TRAVAIL À FAIRE:
• A. Recopiez mot pour mot le texte de la page, depuis « Georges (c’est Jean » jusqu’à « ce qu’il voit. » inclus.
• B. Pour chaque affirmation, dites si elle correspond au texte de la page. Répondez par oui ou par non, puis citez à l’identique les mots du texte qui permettent de trancher.
(i) Denise travaille comme serveuse dans un bistrot et a été formée au montage.
(ii) Georges paie le caméscope numérique en plus du blouson.
(iii) Le village où Georges vient tourner se situe dans les Alpes.

─── TEXTE DE LA PAGE

Georges (c’est Jean Dujardin), un homme que l’on devine solitaire et bien toqué, décide de changer de vie, ou plutôt de changer de peau. Après avoir jeté sa veste en velours côtelé dans les WC d’une autoroute, Georges investi plusieurs milliers d’euros dans un blouson en daim frangé. Par geste commercial, le vendeur lui fait don d’un caméscope numérique. Paré de son nouvel habit, Georges prend (un peu trop) confiance en lui. Grâce à la caméra qu’il aborde fièrement, il se fait passer pour un cinéaste auprès de Denise (Adèle Haenel), la jeune serveuse d’un bistrot, monteuse de formation. Emballée par cette rencontre, Denise parvient à se faire embaucher sur le prétendu film que Georges est venu tourner dans ce village perdu des Pyrénées. Embourbé dans son mensonge, le mythomane s’improvise cinéaste et, tel un Alain Cavalier de seconde zone, se met à filmer un peu tout ce qu’il voit.

──────
─── DONNÉES FOURNIES

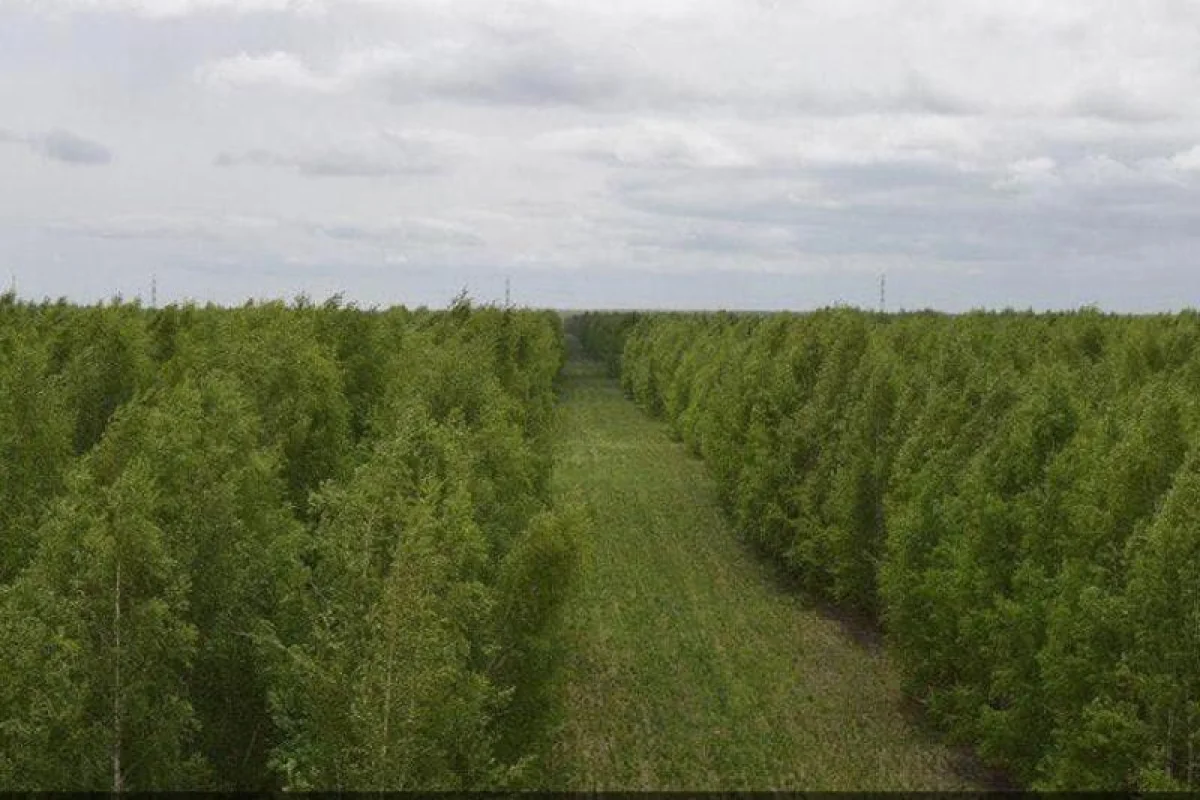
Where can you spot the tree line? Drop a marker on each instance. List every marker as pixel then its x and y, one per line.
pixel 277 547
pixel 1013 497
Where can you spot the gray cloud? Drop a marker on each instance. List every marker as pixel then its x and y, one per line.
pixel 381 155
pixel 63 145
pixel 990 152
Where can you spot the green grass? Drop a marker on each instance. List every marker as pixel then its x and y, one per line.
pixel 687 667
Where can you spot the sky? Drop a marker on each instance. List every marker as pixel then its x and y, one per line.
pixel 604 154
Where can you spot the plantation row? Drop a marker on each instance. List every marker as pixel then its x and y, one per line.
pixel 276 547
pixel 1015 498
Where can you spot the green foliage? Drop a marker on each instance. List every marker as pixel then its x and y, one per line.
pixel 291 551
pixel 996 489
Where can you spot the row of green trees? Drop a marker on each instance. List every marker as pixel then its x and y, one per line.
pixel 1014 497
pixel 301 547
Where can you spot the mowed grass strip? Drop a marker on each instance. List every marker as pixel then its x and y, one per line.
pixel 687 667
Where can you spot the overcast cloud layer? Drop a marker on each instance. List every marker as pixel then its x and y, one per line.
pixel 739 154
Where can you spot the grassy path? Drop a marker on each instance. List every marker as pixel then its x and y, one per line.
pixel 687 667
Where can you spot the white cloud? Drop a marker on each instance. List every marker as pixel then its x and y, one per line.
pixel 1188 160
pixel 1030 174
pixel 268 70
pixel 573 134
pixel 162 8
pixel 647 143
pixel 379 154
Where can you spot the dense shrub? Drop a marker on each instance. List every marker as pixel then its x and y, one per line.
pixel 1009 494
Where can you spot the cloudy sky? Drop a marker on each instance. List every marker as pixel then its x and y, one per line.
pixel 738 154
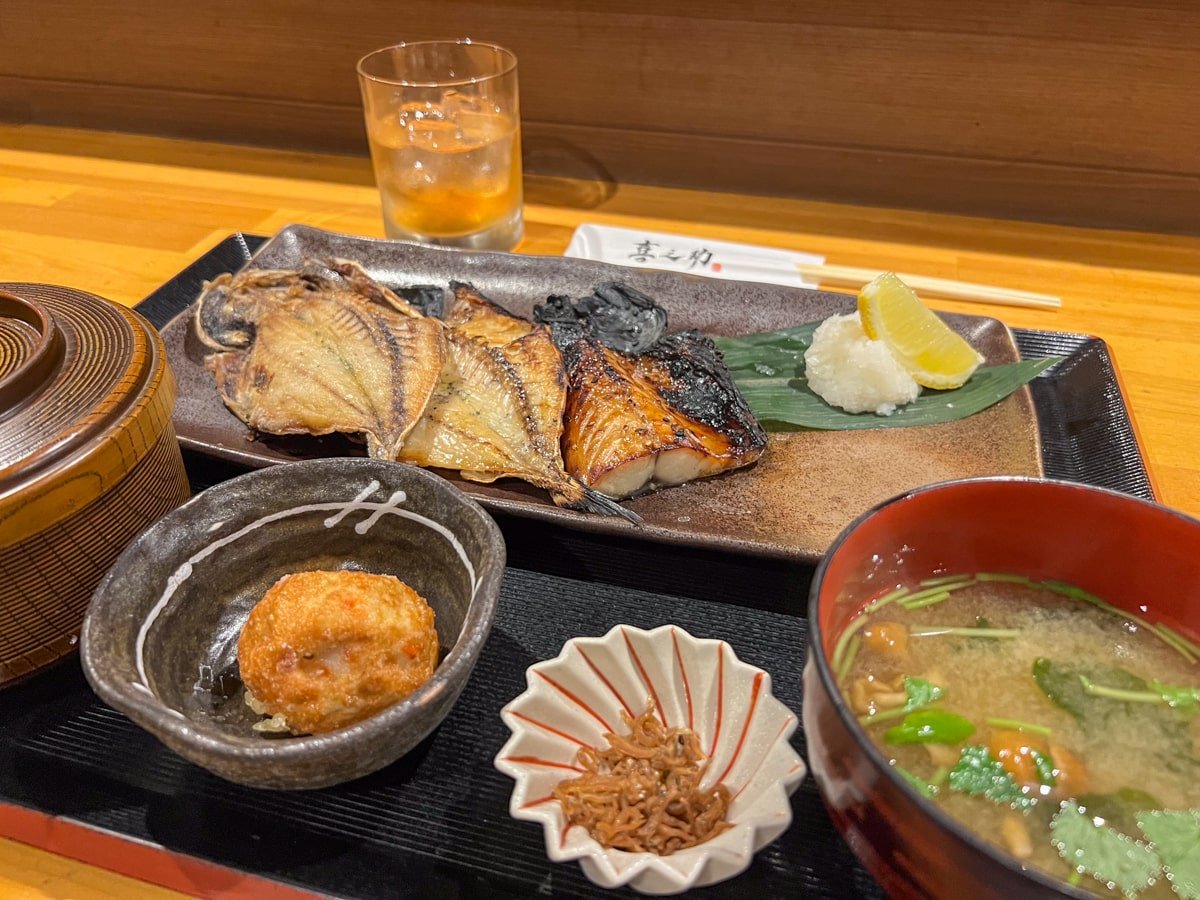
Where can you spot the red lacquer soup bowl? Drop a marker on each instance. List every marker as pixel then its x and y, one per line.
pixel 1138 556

──────
─── DONNÉES FOURNIES

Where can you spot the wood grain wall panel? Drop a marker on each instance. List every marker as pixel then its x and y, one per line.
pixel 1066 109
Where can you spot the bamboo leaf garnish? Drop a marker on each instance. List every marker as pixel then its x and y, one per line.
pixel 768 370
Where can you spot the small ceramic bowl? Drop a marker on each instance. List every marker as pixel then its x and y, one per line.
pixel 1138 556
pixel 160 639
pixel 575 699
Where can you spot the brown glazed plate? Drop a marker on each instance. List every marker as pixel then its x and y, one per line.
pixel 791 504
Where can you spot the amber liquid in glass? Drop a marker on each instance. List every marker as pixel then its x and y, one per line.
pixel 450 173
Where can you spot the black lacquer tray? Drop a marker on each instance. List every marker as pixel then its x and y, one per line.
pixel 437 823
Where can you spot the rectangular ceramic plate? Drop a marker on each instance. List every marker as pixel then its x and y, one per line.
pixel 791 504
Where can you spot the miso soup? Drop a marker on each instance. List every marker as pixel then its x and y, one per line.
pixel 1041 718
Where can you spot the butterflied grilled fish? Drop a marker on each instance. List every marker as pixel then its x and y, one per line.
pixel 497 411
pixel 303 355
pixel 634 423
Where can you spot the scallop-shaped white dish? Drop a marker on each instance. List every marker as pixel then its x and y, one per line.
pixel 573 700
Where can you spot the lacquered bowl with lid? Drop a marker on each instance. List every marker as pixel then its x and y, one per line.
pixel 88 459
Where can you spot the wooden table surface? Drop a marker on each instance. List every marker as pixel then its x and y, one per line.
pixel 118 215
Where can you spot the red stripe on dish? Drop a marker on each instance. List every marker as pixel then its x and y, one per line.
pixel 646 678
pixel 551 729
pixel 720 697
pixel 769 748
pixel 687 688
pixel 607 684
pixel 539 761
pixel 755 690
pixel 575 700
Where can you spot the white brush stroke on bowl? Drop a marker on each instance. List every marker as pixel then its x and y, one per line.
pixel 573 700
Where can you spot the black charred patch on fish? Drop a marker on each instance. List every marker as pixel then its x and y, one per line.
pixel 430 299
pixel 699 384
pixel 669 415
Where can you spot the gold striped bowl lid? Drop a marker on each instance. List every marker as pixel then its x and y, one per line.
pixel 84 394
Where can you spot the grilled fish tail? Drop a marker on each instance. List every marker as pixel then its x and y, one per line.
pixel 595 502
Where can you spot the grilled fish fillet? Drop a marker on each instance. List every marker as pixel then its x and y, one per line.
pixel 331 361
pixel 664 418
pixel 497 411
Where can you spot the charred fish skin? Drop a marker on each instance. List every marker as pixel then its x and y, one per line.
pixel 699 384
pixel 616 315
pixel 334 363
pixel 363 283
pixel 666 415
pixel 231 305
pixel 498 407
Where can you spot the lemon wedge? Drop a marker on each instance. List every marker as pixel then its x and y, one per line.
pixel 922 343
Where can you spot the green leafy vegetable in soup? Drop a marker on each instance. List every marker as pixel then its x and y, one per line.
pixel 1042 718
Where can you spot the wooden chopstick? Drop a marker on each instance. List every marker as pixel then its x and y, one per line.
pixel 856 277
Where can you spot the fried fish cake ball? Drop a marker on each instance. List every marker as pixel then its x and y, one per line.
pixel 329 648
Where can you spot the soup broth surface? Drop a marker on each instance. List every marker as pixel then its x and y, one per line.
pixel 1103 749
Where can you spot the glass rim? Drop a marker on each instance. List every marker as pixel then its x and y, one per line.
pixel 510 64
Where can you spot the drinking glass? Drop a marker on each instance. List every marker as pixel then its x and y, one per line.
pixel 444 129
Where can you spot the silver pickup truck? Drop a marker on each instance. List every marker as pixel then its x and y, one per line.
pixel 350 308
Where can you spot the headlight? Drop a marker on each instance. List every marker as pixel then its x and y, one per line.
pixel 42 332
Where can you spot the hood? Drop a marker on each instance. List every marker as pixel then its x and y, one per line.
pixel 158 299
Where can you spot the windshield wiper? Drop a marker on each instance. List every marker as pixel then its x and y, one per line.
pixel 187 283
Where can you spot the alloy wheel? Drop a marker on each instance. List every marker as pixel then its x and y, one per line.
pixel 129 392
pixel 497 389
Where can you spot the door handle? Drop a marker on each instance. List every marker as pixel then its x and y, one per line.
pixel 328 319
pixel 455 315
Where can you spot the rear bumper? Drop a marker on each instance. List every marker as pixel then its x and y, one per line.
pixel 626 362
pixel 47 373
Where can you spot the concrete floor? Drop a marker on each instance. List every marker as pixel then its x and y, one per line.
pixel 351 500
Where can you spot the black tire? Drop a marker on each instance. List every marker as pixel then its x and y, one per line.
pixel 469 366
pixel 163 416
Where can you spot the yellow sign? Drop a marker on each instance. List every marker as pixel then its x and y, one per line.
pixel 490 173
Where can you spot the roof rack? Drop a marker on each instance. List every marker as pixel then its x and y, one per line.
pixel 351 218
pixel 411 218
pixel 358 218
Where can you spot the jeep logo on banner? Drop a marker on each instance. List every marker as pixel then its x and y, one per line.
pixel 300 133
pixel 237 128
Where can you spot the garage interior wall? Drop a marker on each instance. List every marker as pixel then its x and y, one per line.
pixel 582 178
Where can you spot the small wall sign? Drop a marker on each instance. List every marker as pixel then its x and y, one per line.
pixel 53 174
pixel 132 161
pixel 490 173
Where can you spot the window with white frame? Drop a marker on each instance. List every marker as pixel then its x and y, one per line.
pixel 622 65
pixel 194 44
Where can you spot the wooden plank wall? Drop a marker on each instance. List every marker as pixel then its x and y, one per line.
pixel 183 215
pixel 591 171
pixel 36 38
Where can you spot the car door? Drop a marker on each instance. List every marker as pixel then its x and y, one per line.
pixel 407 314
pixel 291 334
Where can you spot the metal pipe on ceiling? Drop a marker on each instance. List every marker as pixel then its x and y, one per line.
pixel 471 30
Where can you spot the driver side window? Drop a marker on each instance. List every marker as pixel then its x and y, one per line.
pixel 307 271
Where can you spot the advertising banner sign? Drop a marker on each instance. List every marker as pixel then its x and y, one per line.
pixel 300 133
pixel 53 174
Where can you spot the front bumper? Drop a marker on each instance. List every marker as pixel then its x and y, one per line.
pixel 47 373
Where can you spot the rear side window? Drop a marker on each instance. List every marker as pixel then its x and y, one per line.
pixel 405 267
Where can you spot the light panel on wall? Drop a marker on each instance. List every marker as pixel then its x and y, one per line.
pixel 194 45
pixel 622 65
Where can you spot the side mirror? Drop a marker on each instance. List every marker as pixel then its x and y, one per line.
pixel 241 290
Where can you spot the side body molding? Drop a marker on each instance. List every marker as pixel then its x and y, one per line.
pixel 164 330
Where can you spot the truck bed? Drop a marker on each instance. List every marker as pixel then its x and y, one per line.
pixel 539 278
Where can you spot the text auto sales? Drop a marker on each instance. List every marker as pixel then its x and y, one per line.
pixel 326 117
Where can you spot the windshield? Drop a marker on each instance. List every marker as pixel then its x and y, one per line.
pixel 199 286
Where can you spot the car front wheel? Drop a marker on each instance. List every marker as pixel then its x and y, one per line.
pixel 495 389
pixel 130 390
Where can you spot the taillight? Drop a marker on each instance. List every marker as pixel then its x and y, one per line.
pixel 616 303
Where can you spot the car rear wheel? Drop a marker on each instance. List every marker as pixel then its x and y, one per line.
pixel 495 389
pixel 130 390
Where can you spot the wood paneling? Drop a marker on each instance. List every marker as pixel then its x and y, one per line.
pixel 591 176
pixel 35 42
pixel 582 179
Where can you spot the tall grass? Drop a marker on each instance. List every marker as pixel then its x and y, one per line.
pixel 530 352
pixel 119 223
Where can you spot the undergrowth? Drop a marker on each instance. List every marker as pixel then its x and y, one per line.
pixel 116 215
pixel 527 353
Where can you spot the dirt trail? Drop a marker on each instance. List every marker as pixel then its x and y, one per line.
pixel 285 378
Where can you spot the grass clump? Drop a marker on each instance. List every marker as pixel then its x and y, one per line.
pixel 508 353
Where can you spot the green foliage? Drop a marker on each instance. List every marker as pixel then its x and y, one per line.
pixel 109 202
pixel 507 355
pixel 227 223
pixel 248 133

──────

RÉPONSES AUX EXERCICES:
• A.
Georges (c’est Jean Dujardin), un homme que l’on devine solitaire et bien toqué, décide de changer de vie, ou plutôt de changer de peau. Après avoir jeté sa veste en velours côtelé dans les WC d’une autoroute, Georges investi plusieurs milliers d’euros dans un blouson en daim frangé. Par geste commercial, le vendeur lui fait don d’un caméscope numérique. Paré de son nouvel habit, Georges prend (un peu trop) confiance en lui. Grâce à la caméra qu’il aborde fièrement, il se fait passer pour un cinéaste auprès de Denise (Adèle Haenel), la jeune serveuse d’un bistrot, monteuse de formation. Emballée par cette rencontre, Denise parvient à se faire embaucher sur le prétendu film que Georges est venu tourner dans ce village perdu des Pyrénées. Embourbé dans son mensonge, le mythomane s’improvise cinéaste et, tel un Alain Cavalier de seconde zone, se met à filmer un peu tout ce qu’il voit.

• B.
(i) Oui : « la jeune serveuse d’un bistrot, monteuse de formation ».
(ii) Non : « le vendeur lui fait don d’un caméscope numérique ».
(iii) Non : « ce village perdu des Pyrénées ».